Pull out every line in the records below that contains the string "feathers", copying each line in full. Only matches with the same letter case count.

• **RECORDS FOR THIS EXERCISE**

* * *

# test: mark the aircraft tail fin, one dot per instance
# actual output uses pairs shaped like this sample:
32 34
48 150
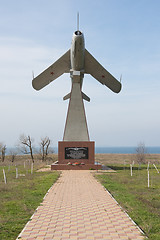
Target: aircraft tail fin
84 96
93 67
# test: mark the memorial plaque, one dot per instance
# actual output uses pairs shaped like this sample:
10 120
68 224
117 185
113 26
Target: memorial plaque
76 153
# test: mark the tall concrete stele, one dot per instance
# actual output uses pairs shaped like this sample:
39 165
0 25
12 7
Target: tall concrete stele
76 151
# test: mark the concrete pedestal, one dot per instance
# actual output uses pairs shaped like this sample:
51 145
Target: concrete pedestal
76 156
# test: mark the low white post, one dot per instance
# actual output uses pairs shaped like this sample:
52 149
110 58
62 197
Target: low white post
155 167
4 175
16 172
131 169
148 178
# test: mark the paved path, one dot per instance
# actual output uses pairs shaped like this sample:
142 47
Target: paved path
78 207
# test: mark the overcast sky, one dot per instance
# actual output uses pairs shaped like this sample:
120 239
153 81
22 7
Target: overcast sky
123 35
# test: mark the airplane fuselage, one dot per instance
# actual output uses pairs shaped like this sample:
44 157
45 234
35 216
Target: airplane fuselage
77 52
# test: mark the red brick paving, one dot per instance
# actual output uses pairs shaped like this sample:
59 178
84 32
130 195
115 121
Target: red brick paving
78 207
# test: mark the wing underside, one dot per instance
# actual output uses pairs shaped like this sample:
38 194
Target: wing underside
93 67
62 65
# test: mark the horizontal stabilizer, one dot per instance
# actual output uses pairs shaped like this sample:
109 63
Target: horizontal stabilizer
67 96
84 96
93 67
62 65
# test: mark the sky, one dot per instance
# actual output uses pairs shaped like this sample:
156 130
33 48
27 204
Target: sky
123 35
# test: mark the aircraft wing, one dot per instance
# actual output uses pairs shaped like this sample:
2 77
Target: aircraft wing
93 67
62 65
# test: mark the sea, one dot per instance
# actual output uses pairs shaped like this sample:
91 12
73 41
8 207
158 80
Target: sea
115 150
122 150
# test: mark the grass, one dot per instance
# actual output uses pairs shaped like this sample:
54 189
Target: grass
20 197
132 193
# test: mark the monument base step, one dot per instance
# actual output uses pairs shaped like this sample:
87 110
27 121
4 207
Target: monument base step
76 167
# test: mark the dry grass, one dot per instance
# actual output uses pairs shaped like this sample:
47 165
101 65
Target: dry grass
108 159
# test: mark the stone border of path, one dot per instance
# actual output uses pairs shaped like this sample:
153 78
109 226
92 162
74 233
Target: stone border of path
78 207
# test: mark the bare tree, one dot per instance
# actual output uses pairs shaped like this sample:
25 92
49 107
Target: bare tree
13 154
45 147
141 153
3 151
26 143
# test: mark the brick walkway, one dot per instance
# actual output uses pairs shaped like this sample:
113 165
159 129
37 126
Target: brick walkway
78 207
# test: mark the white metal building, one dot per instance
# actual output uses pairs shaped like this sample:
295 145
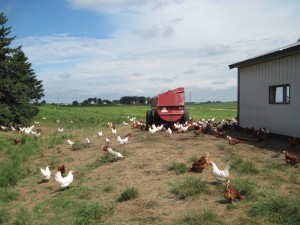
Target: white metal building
269 91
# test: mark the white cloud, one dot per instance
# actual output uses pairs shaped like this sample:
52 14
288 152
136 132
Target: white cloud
161 45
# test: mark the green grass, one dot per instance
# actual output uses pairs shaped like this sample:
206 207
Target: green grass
128 194
189 187
178 168
277 208
92 212
196 218
98 116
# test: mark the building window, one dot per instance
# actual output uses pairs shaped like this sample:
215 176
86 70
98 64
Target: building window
279 94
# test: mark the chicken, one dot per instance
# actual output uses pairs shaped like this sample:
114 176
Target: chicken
168 131
200 164
46 173
233 141
60 129
219 175
117 154
17 141
62 169
230 193
218 134
114 131
198 130
291 159
70 142
291 142
64 181
123 140
152 130
183 128
107 141
105 148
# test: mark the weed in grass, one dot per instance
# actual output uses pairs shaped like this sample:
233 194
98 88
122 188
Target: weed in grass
193 159
93 212
179 168
70 159
196 218
277 208
246 187
150 204
76 146
128 194
4 216
221 147
108 188
146 220
275 164
248 167
23 217
7 195
189 187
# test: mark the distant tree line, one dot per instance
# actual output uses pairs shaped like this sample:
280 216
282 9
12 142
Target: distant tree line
126 100
20 90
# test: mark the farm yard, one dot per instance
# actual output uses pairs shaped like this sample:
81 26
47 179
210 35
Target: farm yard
152 184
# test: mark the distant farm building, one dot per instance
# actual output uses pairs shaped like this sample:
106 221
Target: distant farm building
269 91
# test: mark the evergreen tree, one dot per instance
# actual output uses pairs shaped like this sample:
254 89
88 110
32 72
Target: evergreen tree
19 87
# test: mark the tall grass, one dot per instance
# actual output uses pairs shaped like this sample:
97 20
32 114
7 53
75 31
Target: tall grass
277 208
195 218
93 212
189 187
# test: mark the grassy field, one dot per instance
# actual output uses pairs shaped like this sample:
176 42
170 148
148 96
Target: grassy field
152 184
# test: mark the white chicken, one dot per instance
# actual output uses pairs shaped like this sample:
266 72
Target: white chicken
152 130
220 175
159 128
46 173
107 141
169 131
28 129
183 129
70 142
60 129
64 181
122 140
117 154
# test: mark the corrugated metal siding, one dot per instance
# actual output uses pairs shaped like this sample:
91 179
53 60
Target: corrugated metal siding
254 108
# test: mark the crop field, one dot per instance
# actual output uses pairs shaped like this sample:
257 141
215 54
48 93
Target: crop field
152 184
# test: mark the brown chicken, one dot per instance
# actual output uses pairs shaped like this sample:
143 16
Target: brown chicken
291 142
198 130
218 134
62 169
200 164
105 148
233 141
230 193
291 159
17 141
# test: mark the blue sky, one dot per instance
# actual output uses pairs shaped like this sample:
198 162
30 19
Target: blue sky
114 48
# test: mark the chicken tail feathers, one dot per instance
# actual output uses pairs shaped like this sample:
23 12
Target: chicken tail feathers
226 170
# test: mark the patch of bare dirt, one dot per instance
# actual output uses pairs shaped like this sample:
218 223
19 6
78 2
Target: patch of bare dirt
145 167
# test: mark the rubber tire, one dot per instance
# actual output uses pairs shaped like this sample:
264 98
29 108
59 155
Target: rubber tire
185 117
149 119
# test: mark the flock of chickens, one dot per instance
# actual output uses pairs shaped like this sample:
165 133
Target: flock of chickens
201 127
230 193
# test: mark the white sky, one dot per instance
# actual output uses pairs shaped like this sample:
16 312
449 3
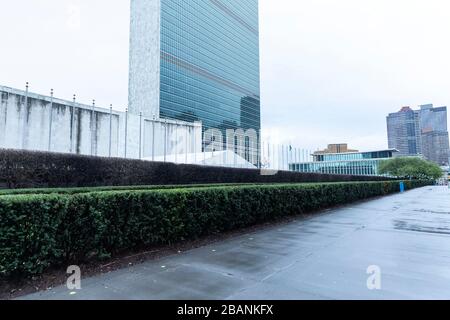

* * *

• **ANSWER FOR THIS EXERCISE**
# test: mark the chicken tail feathers, one dot per instance
Target: chicken tail feathers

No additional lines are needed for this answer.